> **TEXT PASSAGE**:
# Pot. Loud Nine x Pot. Rubescent Fire



## PeteM (Nov 11, 2020)

Pot. Loud Nine ‘Screaming Red’ AM/AOS x Pot. Rubescent Fire ‘SVO Fire Bomb’

A seedling picked up from sunset valley in 2018. I’m impressed with the shape and color, the picture is true to the deep red but doesn’t pick up the crystalline sparkles that one would find in a Christmas ornament. The only issue is so far I’m only able to get it to produce one flower at a time without a sheath. Each new growth only produces one flower. So I’m hoping as the plant matures, we can learn to sheath and get the bloom count up. To be continued!

enjoy.


----------



## SouthPark (Nov 11, 2020)

Christmas red and sparkles is a great feature - especially as it is that time of the year !


----------



## NYEric (Nov 11, 2020)

Floof!!


----------



## monocotman (Nov 11, 2020)

That is really nice!


----------



## DrLeslieEe (Nov 11, 2020)

Spectacular color! The red is glowing. The crystalline texture is unfortunately captured in the sun or certain angles.

The shape is not too bad. Hopefully the lower petal margins near base folds less and the lip side lobes fold more over column, on next flowering. And two flowers is usually ideal for this cross.

Definitely a keeper.


----------



## Paphluvr (Nov 11, 2020)

What a spectacular red. Definite keeper.


----------



## abax (Nov 11, 2020)

Eye-popping red and definitely 10 on the Floof Scale.


----------



## Ozpaph (Nov 13, 2020)

great colour, indeed.


----------



## GuRu (Nov 13, 2020)

Holy cow, that's what to call red colour.


----------



## Guldal (Nov 17, 2020)

Me thinketh of the words of the poet:
"O ruddier than the cherry, / O sweeter than the berry".

And would anyone care to enlighten this illiterate northener: Pot. stands not for weed, I guess, but then what?


----------



## tomp (Nov 18, 2020)

Guldal
Pot. is the abbreviation for Potinara. Potinara is the nothogenus for the complex hybrids which contain Brassovola x Cattleya x Laelia x Sophronitis. By the way the notho part is greek for bastard. 
Potinara is being used less lately as the various Cattleya alliance genera are being submerged in other genera by the lumpers.
I think I got it right.


----------



## Guldal (Nov 18, 2020)

tomp said:


> Guldal
> Pot. is the abbreviation for Potinara. Potinara is the nothogenus for the complex hybrids which contain Brassovola x Cattleya x Laelia x Sophronitis. By the way the notho part is greek for bastard.

> **SHORT PROBLEM A**: In the orchid thread, why is the name Potinara being used less lately? Answer in one to three sentences.
> **SHORT PROBLEM B**: Sum up the orchid thread in two sentences.
> **SHORT PROBLEM C**: From the orchid thread, repeat the passage from "Spectacular color! The" up to and including "Paphluvr (Nov 11, 2020)".
Use only the orchid thread to answer.

> **PROVIDED DATA**:
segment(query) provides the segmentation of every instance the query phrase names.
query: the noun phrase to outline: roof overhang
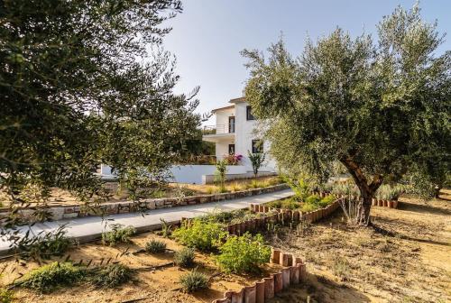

> **PROBLEM SOLUTION A**: Potinara is used less because the various Cattleya alliance genera are being submerged in other genera by the lumpers.

> **PROBLEM SOLUTION B**: PeteM shows a deep red Pot. Loud Nine x Pot. Rubescent Fire seedling from 2018 that so far gives only one flower per new growth, and others praise its color, with one saying two flowers is usually ideal for this cross. Asked what "Pot." means, tomp explains that it stands for Potinara, the nothogenus for complex hybrids containing Brassovola x Cattleya x Laelia x Sophronitis.

> **PROBLEM SOLUTION C**:
Spectacular color! The red is glowing. The crystalline texture is unfortunately captured in the sun or certain angles.

The shape is not too bad. Hopefully the lower petal margins near base folds less and the lip side lobes fold more over column, on next flowering. And two flowers is usually ideal for this cross.

Definitely a keeper.


----------



## Paphluvr (Nov 11, 2020)